- TASK DESCRIPTION:
Set out the lines from the one containing "One point per instance, written like point(605, 269)" through the one containing "point(459, 887)", both included, as a numbered list with blank lines left out.

- EXERCISE MATERIALS:
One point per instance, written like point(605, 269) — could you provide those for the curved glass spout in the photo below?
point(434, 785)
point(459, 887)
* * *
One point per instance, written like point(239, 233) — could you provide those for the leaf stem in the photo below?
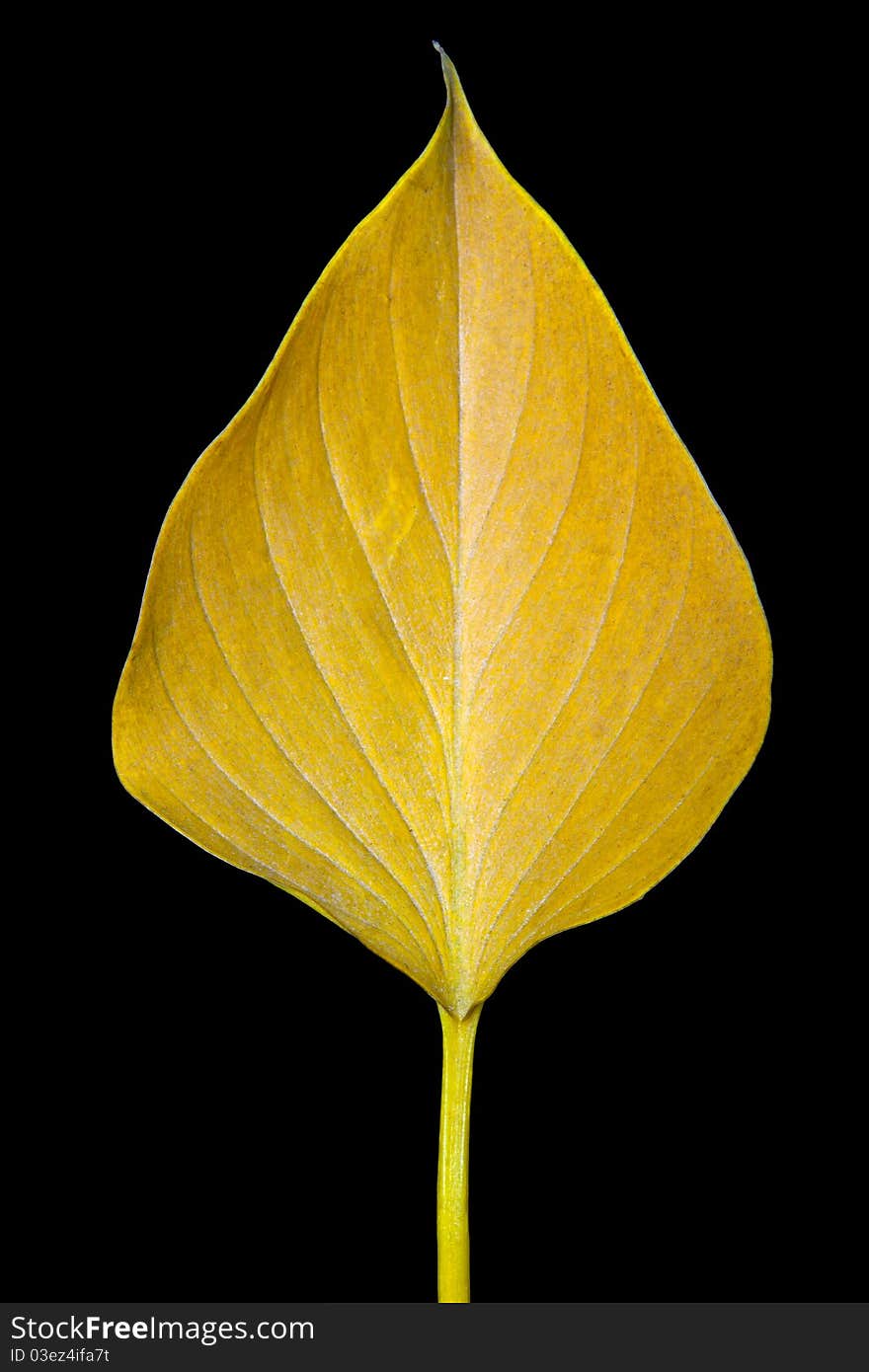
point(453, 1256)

- WRITTEN REPLY:
1. One point per instance, written like point(605, 269) — could you provide those for the curved glass spout in the photo below?
2. point(434, 785)
3. point(459, 887)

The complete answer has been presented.